_Task objective_
Please print the data again exactly as given.

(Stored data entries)
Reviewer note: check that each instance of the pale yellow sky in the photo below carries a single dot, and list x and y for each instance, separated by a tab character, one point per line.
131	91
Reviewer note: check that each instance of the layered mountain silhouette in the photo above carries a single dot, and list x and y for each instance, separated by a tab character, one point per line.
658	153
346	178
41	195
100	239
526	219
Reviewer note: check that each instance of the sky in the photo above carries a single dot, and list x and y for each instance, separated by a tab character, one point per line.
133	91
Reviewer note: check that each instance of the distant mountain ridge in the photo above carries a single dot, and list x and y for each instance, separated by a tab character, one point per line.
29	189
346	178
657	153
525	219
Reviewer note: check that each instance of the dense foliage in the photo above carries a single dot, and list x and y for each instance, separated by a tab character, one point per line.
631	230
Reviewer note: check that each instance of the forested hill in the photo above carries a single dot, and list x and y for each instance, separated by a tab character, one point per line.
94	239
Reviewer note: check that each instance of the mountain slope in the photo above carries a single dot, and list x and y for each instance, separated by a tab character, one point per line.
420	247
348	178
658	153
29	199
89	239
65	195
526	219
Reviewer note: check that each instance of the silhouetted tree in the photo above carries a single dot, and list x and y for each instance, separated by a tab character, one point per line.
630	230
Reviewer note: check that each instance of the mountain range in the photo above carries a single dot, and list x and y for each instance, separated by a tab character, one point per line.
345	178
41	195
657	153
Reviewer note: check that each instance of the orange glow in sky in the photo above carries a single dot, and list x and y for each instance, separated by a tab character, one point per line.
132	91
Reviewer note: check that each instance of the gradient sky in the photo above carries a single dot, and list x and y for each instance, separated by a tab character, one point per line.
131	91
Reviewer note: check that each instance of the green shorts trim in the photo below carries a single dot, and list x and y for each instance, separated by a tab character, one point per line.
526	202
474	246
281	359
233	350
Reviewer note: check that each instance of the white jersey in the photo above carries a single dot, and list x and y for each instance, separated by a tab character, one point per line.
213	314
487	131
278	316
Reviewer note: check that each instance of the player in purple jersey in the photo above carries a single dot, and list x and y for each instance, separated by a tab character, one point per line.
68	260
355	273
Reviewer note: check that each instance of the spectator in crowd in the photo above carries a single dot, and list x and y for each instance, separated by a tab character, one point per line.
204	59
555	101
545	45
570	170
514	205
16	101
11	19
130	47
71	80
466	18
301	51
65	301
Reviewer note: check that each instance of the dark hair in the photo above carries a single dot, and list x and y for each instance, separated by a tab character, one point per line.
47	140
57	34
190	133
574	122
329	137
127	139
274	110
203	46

_Completed exercise_
Reviewer note: check that each instance of the pale yellow sky in the photo below carries a single dot, and list x and y for each instance, separated by a tab character, one point per line.
131	91
Reviewer note: check that each instance of the layered mountain silhouette in the photo above carries a single dot, and list x and y for each instance, separated by a tab character, one point per line.
658	153
346	178
41	195
100	239
526	219
Reviewer note: check that each instance of the sky in the photo above carries a single dot, and list x and y for each instance, separated by a tab character, one point per line.
133	91
Reviewer note: check that each instance of the distant mountain ridge in the photo above carries a single dot, and list x and y for each instance, separated by a tab character, one point per line.
29	189
346	178
657	153
525	219
Reviewer note: check that each instance of the dense foliage in the photo above carries a single dot, and list x and y for each instance, separated by a tab character, one point per line.
631	230
Reviewer note: check that each instance of the forested hill in the photo above carries a single dot, and list x and y for each instance, separated by a tab character, one point per line.
94	239
Reviewer note: check that each instance of the mountain slope in the photo above carries a single dot, and list x and y for each instance, separated by a tab character, one point per line.
420	247
348	178
658	153
29	199
89	239
65	195
526	219
Reviewer note: check that each instance of the silhouetted tree in the photo above carries a single dot, and list x and y for each instance, separated by a tab character, one point per line.
630	230
Reviewer note: check that each instance of the mountain range in the photo above carries a single dot, and list x and y for each instance, separated by a tab character, one point per line.
345	178
41	195
657	153
Reviewer note: check that each instance of the orange glow in sky in the photo above carries a single dot, and list x and y for each instance, separated by a tab character, one point per line.
132	91
Reviewer note: check that each instance of the gradient sky in the photo above carries a single dot, and list x and y for each instance, separated by a tab character, one point per line.
131	91
Reviewer note: check that each instance of the green shorts trim in the photo below carries a single dot, and list x and y for each instance, separated by a tab character, one point per line.
526	202
474	246
281	359
233	350
Reviewer note: check that each instance of the white jersey in the photo above carries a single dot, and list x and y for each instance, separated by a tab character, one point per line.
213	314
487	131
278	316
Reviewer note: check that each instance of the player in purple jersey in the photo above carries a single dot, and list x and y for each instance, separated by a tab character, one point per line.
68	260
355	273
Reviewer note: check that each instance of the spectator in crowd in the photo above carries a single dot, and list x and y for each instance, separated by a tab character, one point per line.
204	59
555	101
545	45
570	170
514	205
16	101
11	19
130	47
71	80
466	18
301	51
65	301
Reviewer note: check that each instance of the dark hair in the photo above carries a single dot, and list x and y for each instance, separated by a tab character, one point per line.
47	140
57	34
190	133
574	122
329	137
127	139
274	110
203	46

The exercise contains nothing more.